→ **What you will do**
Reproduce the passage on an AI-managed stock index word for word, starting at the words "The Next Great" and ending after the words "managed by AI.".

→ **Page text**
Additionally, any Intelligent Indices strategies referred to in writings on The Deload represent strategies tracked as indexes that are not investable. References to these strategies is for educational purposes as I explore how AI acts as an investor.
The Next Great Stock Index
Technology paradigm shifts disrupt existing order. That’s the point of a paradigm shift — a change so profound it both enables and forces the world to do things differently. We all see the AI shift coming to disrupt everything from search to communication to entertainment and beyond, but sometimes it’s the less obvious areas of disruption that can be the most exciting. One such case for AI is the stock index industry.
The next major stock index will be managed by AI.
Thousands of stock indices exist, but none rival the big four: the Dow Jones Industrial Average, the S&P 500, the Nasdaq, and the Russell 2000. The oldest of those indices, the Dow Jones, started in 1885. The Russell 2000 started almost 100 years later. And in the last 40 years, no new indices have emerged to challenge for a seat at the table of definitive market measures.
AI has to change that.
The point of a benchmark is to provide a fair comparison for alternative strategies, be they active or passive. The S&P 500 is the most commonly used measure of the market for many active managers, but as AI plays a bigger role in stock selection, a “passive” benchmark managed by a human committee seems less appropriate. A true benchmark for intelligent strategies should be built on intelligence itself.

→ **Recorded data**
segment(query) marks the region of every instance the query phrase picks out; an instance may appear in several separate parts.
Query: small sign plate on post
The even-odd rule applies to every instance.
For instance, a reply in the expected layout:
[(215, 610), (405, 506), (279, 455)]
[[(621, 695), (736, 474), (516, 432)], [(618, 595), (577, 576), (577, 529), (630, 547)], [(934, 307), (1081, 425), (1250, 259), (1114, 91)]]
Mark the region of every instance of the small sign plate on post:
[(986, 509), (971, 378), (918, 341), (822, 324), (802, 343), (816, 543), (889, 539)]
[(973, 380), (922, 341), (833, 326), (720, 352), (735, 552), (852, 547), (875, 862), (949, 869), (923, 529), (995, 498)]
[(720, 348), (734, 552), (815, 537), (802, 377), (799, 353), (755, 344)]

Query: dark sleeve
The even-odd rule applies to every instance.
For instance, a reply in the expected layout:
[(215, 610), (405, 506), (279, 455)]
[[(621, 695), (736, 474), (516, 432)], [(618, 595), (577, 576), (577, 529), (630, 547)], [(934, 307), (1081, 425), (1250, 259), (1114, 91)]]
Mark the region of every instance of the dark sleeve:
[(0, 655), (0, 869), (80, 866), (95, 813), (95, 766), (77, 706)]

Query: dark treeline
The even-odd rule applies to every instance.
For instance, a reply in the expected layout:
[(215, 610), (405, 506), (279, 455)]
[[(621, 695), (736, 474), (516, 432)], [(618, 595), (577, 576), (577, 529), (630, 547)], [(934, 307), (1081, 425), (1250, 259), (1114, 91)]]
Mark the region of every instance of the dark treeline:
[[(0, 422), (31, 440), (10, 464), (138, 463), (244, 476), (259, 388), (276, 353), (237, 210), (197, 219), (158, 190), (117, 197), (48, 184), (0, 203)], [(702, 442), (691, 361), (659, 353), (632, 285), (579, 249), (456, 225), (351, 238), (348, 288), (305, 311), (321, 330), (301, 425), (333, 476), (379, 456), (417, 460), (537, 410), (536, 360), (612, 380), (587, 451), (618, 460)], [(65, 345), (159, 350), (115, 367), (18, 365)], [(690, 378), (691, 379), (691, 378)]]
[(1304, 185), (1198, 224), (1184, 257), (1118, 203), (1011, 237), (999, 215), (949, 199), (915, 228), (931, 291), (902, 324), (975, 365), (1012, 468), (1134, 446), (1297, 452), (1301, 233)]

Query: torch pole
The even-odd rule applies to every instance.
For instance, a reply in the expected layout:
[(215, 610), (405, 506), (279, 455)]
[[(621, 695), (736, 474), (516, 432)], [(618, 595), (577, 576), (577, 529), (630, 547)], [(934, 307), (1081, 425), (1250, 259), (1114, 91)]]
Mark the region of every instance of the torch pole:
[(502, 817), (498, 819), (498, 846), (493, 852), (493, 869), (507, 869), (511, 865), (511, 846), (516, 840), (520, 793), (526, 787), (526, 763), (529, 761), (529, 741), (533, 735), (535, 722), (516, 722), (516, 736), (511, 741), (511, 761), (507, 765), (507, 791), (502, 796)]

→ **Problem solution**
The Next Great Stock Index
Technology paradigm shifts disrupt existing order. That’s the point of a paradigm shift — a change so profound it both enables and forces the world to do things differently. We all see the AI shift coming to disrupt everything from search to communication to entertainment and beyond, but sometimes it’s the less obvious areas of disruption that can be the most exciting. One such case for AI is the stock index industry.
The next major stock index will be managed by AI.